> [TEXT]:
━━━
In a cooperative effort with our sales force, customers and our credit department, we are working to make sure that our channel partners have the ability to increased their inventory levels to support enhanced building activity.

My outlook for the remainder 2013 is for steady growth in single-family housing starts and somewhat erratic growth in the multi-family segment. With March total starts at an annualized rate of 1 million, we are increasingly confident that building activity will be strong through the rest of this year and into next year as household formations increase.

To meet this demand, the industry needs to make progress on credit availability, development of building lots and address the shortage of skilled and unskilled labor.

Housing is probably the bright spot in the economy, as the GDP forecast stands at less than 2% for 2013. Reasons for slower economic growth remained the same and include the turmoil in Washington, D.C. around the budget, the deficit and tax policy; concern tied to cost and implementation issues in the Affordable Health Care Act; political tensions around the world, North Korea, Syria, Iran and Afghanistan and more; lower job growth and consumer confidence on a roller coaster.
━━━
A run of records:
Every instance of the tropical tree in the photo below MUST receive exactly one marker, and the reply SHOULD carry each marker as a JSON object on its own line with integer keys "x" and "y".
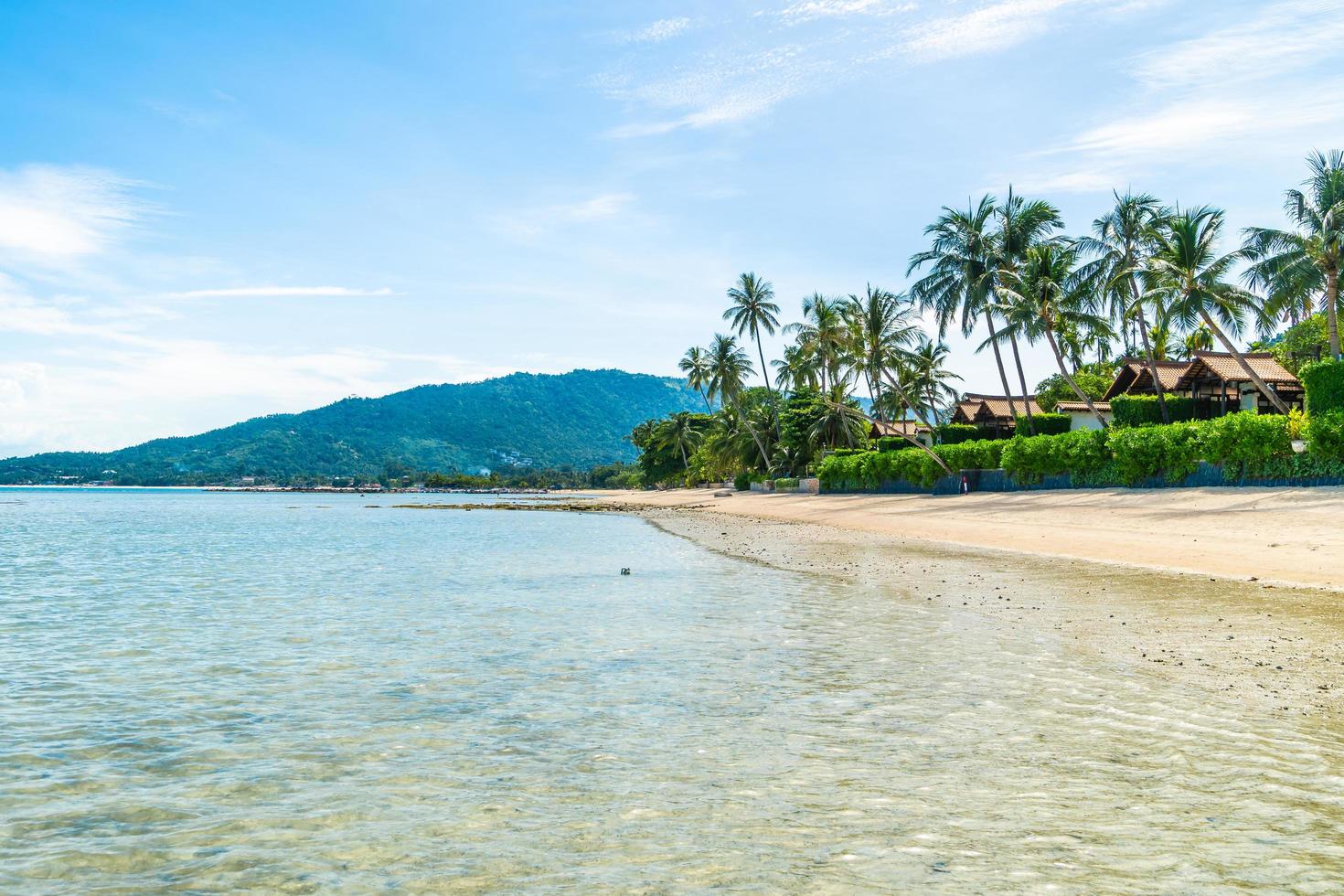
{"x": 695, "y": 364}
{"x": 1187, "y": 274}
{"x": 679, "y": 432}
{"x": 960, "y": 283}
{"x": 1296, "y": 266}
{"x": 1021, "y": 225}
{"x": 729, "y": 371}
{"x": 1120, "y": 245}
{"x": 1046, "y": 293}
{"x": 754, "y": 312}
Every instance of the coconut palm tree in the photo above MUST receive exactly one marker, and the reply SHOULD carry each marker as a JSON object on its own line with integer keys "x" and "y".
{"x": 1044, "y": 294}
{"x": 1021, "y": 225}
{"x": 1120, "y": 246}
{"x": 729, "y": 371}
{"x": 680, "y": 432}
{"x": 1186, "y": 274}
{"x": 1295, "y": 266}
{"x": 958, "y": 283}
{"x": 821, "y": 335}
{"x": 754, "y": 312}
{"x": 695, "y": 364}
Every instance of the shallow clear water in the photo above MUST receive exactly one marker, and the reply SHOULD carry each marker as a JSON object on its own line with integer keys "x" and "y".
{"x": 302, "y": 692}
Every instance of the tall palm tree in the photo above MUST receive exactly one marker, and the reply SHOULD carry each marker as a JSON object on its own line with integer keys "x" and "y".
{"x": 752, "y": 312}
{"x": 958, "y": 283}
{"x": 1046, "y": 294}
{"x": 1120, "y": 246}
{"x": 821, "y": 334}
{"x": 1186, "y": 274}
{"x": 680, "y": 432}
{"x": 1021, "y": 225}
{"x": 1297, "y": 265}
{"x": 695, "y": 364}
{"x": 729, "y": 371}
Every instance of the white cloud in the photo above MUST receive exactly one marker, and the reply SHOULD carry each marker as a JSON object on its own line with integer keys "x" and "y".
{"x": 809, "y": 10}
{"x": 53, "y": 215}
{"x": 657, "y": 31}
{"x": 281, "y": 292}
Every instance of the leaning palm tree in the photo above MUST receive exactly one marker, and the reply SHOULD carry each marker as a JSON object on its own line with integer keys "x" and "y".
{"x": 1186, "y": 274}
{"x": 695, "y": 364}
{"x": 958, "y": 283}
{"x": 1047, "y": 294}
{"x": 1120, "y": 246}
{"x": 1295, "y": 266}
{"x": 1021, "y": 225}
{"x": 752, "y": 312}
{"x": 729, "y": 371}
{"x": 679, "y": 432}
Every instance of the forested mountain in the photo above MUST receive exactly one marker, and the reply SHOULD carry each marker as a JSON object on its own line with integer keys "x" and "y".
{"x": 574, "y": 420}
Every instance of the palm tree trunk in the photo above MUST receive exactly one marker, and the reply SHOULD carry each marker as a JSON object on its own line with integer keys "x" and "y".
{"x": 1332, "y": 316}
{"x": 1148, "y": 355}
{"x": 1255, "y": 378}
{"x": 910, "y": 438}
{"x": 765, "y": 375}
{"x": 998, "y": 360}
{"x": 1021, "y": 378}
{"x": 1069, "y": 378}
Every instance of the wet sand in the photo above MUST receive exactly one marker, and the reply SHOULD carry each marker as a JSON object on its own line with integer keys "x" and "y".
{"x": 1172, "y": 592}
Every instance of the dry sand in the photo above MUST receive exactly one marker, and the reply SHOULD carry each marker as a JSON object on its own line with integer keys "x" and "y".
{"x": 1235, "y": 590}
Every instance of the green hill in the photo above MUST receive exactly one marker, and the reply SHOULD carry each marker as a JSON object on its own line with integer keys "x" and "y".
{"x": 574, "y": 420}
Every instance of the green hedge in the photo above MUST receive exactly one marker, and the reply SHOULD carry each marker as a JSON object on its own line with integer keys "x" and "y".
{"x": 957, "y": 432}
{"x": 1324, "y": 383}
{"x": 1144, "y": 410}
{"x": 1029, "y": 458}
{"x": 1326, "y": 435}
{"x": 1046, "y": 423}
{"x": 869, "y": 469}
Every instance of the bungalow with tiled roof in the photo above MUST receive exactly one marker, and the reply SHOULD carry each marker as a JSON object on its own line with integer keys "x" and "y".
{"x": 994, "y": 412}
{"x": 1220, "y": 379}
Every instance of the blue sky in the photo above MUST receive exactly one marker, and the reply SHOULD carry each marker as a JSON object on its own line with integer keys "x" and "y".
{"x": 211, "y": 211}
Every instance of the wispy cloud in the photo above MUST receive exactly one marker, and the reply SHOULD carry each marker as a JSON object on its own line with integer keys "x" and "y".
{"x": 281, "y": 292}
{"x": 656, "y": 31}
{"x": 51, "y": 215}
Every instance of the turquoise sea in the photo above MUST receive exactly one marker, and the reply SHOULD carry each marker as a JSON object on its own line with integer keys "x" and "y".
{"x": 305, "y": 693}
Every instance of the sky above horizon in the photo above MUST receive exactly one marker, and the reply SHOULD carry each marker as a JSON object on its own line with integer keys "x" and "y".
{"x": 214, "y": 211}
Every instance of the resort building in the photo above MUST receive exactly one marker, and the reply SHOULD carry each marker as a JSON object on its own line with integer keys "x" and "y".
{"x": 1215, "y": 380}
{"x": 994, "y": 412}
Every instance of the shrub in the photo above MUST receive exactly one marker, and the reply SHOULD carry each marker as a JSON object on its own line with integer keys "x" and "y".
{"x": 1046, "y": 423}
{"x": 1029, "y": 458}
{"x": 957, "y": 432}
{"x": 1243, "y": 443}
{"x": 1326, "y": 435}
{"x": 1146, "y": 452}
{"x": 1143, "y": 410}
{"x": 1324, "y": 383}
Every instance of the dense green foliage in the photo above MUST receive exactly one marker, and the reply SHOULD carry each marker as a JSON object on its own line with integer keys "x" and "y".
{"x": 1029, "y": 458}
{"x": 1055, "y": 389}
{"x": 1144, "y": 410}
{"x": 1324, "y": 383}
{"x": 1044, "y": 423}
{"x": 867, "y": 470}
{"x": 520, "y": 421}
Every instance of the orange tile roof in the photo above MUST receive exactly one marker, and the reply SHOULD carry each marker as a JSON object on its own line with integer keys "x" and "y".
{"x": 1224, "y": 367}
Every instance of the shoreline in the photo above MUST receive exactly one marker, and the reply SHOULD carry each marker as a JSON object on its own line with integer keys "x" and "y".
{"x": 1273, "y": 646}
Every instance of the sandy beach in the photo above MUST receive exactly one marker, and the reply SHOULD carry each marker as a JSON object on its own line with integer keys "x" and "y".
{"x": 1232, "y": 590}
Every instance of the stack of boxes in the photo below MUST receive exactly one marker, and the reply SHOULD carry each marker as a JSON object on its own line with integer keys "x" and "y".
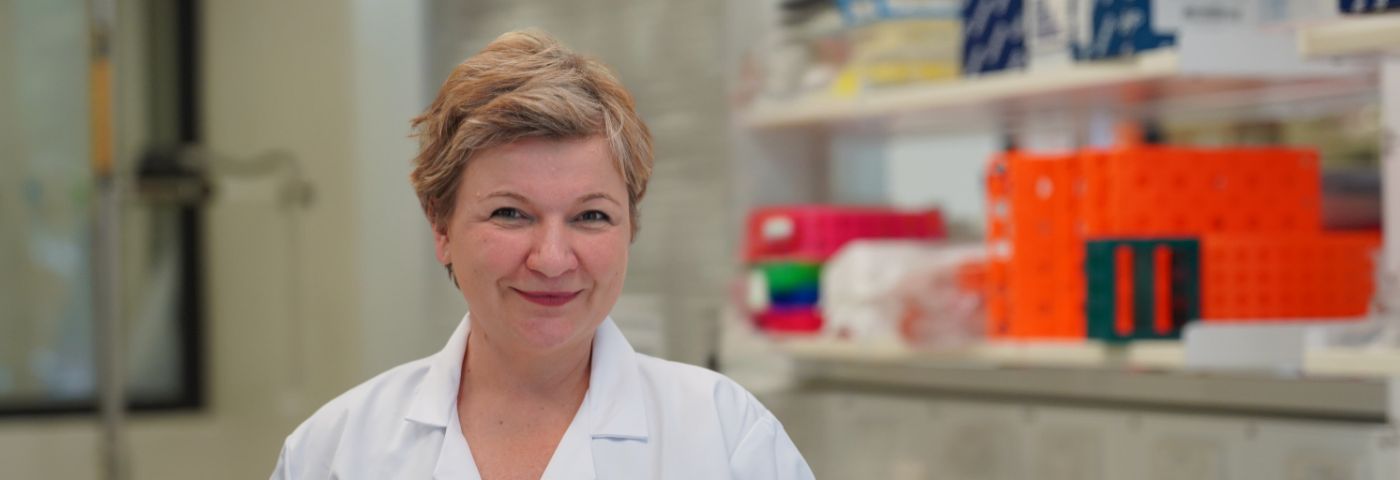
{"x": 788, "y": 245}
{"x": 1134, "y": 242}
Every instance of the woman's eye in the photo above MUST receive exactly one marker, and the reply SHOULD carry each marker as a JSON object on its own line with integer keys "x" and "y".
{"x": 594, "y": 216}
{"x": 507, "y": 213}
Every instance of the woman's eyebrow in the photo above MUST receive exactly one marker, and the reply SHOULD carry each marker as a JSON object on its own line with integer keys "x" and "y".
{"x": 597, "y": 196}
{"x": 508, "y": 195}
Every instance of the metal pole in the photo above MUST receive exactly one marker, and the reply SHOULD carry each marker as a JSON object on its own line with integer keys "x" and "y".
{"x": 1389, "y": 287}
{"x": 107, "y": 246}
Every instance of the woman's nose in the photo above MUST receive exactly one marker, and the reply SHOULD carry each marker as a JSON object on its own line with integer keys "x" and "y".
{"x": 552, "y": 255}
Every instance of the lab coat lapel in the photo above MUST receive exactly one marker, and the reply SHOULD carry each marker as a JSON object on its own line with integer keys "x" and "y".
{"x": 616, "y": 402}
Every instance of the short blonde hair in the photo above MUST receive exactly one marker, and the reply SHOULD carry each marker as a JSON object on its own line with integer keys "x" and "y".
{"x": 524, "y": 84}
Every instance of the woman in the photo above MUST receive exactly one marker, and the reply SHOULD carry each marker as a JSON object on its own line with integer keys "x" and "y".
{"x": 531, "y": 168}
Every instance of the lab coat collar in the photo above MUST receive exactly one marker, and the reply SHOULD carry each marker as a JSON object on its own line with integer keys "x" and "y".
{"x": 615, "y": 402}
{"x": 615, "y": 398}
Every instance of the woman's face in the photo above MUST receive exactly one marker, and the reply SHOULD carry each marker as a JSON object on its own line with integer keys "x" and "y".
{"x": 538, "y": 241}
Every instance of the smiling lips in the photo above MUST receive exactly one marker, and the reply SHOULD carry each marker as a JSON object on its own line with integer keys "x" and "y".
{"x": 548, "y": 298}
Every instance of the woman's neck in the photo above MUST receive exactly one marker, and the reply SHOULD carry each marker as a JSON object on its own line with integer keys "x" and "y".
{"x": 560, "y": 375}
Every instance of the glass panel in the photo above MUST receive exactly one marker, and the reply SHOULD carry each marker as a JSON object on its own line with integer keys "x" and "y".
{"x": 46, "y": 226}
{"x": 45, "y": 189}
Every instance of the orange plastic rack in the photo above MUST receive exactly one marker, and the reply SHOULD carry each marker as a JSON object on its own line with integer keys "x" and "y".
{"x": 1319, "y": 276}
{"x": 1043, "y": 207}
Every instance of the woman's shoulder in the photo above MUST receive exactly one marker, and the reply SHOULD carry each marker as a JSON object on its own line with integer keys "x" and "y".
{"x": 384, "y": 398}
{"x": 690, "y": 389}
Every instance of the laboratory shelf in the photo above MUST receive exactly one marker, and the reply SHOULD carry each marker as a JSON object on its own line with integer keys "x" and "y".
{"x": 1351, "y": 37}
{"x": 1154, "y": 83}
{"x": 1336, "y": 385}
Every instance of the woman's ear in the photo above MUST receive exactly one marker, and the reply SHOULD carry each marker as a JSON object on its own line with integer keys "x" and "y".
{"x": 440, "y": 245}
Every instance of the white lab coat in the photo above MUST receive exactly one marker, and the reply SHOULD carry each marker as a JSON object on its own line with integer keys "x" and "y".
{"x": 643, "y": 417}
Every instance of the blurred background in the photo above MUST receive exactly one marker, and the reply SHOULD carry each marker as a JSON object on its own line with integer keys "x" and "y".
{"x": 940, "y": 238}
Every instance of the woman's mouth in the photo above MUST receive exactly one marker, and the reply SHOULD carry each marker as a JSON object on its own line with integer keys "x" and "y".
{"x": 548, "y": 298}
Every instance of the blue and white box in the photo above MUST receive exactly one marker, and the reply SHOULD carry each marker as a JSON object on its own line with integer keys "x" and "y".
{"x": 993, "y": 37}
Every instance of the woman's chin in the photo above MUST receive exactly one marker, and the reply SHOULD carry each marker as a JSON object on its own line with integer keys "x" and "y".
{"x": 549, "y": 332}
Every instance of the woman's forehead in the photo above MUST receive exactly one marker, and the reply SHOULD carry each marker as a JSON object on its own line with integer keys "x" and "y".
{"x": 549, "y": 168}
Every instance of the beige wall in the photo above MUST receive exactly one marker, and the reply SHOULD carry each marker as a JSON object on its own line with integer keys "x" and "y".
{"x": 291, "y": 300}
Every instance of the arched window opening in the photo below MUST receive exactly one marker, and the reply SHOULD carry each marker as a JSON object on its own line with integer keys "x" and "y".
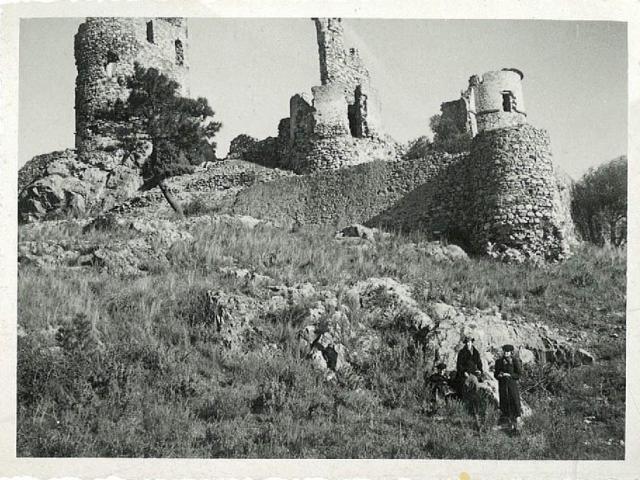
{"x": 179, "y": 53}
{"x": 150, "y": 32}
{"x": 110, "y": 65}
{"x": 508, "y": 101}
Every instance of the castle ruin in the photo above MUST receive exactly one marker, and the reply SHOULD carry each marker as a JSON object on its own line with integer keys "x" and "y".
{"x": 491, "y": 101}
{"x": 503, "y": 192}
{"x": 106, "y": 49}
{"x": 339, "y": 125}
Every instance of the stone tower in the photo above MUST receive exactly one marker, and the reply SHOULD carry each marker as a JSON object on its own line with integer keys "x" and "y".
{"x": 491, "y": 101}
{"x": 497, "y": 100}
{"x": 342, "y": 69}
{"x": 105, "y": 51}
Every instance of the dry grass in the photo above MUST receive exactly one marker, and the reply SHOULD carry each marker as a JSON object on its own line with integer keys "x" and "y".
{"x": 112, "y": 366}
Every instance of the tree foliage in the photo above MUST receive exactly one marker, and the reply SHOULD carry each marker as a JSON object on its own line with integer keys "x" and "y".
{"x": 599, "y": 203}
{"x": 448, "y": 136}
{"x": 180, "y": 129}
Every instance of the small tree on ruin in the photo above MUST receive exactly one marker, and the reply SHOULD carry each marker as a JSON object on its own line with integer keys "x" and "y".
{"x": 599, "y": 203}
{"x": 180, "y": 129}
━━━
> [SET TASKS]:
**1)** Using the housing outlook text above the data, decide whether each statement agrees with it: (a) March total starts were at an annualized rate of 1 million. (b) The GDP forecast for 2013 is above 2%. (c) Single-family and multi-family housing starts are both expected to grow steadily. Answer yes or no for each and quote the deciding words.
**2)** According to the housing outlook text, what must the industry make progress on or address to meet the demand?
**3)** Extend the housing outlook text past its final sentence.

> [PER-TASK ANSWERS]:
**1)**
(a) Yes: "With March total starts at an annualized rate of 1 million"
(b) No: "the GDP forecast stands at less than 2% for 2013"
(c) No: "steady growth in single-family housing starts and somewhat erratic growth in the multi-family segment"

**2)** Credit availability, development of building lots, and the shortage of skilled and unskilled labor.

**3)**
In summary, I now believe that 1 million housing starts in 2013 is possible, and LP is ready to support this level of activity. But because of the headwinds I just discussed, we do have a plan B that can be immediately implemented if activity slows. As I've often said, LP has to remain agile in a fast-changing world.

With that, let me turn it over to Sallie for questions.

Sallie B. Bailey

Thank you, Curt. Erica, we're ready for questions if we could go to the queue.

Question-and-Answer Session

Operator

[Operator Instructions] And our first question comes from the line of Mark Connelly with CLSA.

Mark W. Connelly - Credit Agricole Securities (USA) Inc., Research Division

Curt, 2 things. Obviously, lots of bullishness about housing, but we're also hearing that housing trends are changing. Can you give us a sense of what you're seeing in terms of changes in footprint? And we've also heard lately that there's actually been a small shift away from engineered components, and I'm wondering if that's a real shift or just mix. And then one bigger question, strategically, you've tried several times over the years to find a complementary business. Sidings is getting better, but would it still be your preference to find a second big business, if you can find one?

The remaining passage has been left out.